[Object position labeling entries]
*-*-*
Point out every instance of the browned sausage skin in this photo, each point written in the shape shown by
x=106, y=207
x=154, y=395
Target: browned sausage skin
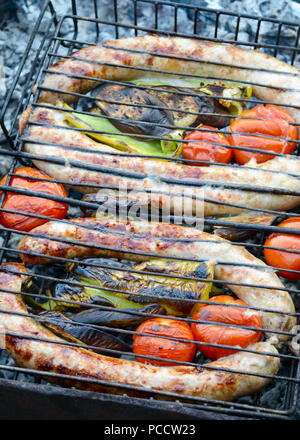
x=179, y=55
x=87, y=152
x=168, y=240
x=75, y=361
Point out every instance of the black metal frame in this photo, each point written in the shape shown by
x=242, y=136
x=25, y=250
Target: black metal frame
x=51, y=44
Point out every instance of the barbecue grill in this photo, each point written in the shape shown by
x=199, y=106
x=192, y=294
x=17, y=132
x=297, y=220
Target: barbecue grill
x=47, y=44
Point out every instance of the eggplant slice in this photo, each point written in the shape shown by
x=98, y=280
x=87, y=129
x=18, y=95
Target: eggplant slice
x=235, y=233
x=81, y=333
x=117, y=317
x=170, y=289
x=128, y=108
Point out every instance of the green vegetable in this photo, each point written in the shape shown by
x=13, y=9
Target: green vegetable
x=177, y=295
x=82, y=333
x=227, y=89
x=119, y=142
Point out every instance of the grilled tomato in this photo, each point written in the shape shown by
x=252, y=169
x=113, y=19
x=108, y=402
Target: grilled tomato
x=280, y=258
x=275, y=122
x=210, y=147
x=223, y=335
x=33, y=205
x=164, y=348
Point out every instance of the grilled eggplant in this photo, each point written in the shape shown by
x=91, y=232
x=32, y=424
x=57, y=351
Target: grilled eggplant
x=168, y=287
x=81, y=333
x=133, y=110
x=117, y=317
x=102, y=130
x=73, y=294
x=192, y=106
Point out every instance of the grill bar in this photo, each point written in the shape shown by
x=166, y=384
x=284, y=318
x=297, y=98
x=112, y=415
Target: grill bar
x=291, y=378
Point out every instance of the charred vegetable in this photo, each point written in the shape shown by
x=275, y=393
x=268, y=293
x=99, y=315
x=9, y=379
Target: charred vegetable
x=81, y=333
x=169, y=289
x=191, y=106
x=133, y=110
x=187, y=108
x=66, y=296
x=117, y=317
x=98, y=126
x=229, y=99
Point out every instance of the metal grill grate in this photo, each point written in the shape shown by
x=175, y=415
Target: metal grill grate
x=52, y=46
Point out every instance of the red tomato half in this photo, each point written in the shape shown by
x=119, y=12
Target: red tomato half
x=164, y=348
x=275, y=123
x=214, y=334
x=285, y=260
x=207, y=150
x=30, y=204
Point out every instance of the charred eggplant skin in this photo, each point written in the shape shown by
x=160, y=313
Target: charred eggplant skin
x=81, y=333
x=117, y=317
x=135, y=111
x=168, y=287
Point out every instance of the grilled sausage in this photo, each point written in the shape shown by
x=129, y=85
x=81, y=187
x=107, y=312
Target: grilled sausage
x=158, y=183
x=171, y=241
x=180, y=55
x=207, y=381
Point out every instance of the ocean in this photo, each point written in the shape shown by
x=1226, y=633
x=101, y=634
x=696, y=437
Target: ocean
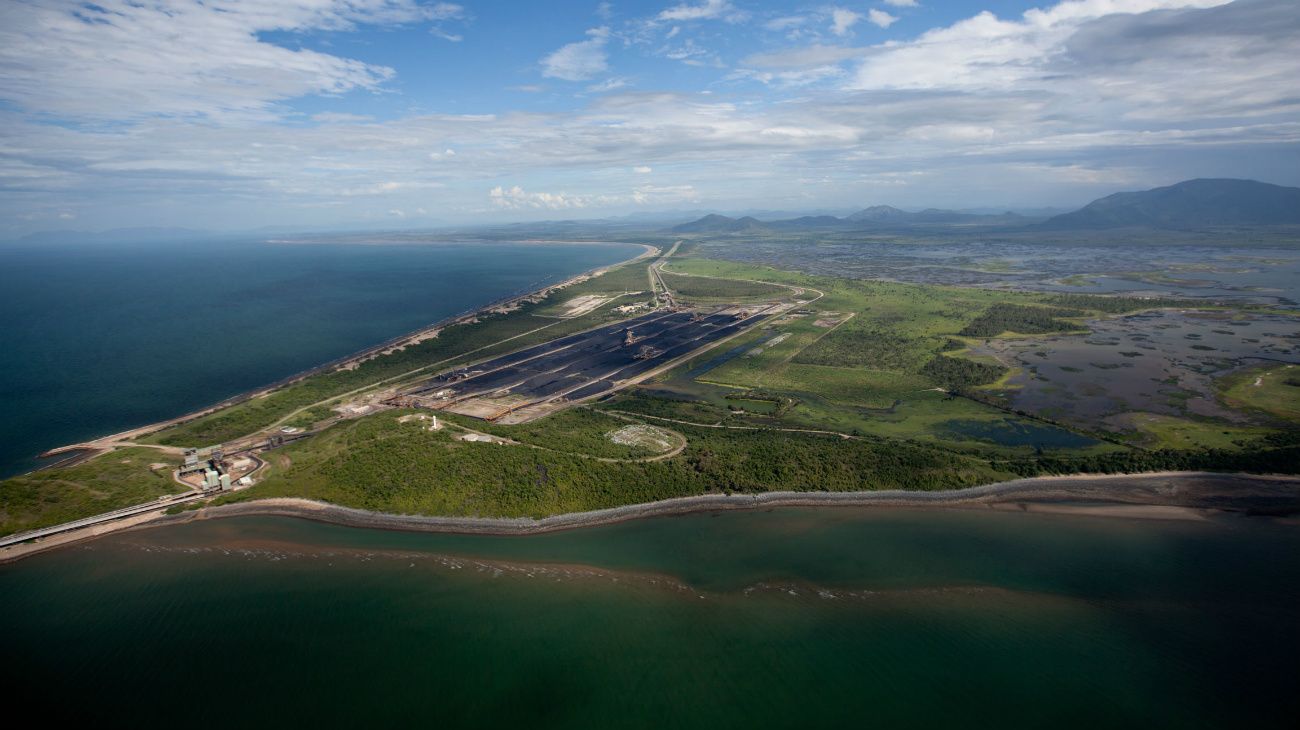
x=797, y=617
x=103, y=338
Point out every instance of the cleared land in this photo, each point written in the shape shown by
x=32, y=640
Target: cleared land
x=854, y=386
*-*-*
Lay out the lines of the entries above as a numbered list, from the first line through the line that contains "x=192, y=106". Skip blank lines and leave out the pictures.

1. Point out every instance of the browned sausage skin in this photo, each point written in the shape shown by
2. x=106, y=207
3. x=154, y=395
4. Target: browned sausage skin
5. x=179, y=55
6. x=87, y=152
7. x=168, y=240
8. x=75, y=361
9. Point out every instance of the black metal frame in this photo, each point written in the shape shown by
10. x=242, y=136
11. x=25, y=250
12. Target: black metal frame
13. x=51, y=44
14. Point out every instance of the barbecue grill in this photo, each point written in the shape shown by
15. x=199, y=106
16. x=192, y=294
17. x=17, y=132
18. x=297, y=220
19. Target: barbecue grill
20. x=47, y=44
21. Point out every instance of the eggplant slice in this photo, each point written in the shape shown by
22. x=98, y=280
23. x=87, y=129
24. x=18, y=95
25. Target: eggplant slice
26. x=235, y=233
27. x=81, y=333
28. x=117, y=317
29. x=170, y=289
30. x=128, y=108
31. Point out every instance of the green vegetable in this photo, each point written in the shape shown by
32. x=13, y=9
33. Target: green vegetable
34. x=177, y=295
35. x=82, y=333
36. x=227, y=89
37. x=119, y=142
38. Point out every instance of the grilled tomato in this photo, each point written in the shape shown by
39. x=252, y=169
40. x=113, y=19
41. x=108, y=402
42. Target: grilled tomato
43. x=280, y=258
44. x=275, y=122
45. x=210, y=147
46. x=223, y=335
47. x=33, y=205
48. x=164, y=348
49. Point out every instance of the grilled eggplant in this photo, each point written in the shape shown by
50. x=91, y=232
51. x=32, y=424
52. x=57, y=351
53. Target: grilled eggplant
54. x=168, y=287
55. x=81, y=333
56. x=133, y=110
57. x=117, y=317
58. x=102, y=130
59. x=73, y=294
60. x=192, y=106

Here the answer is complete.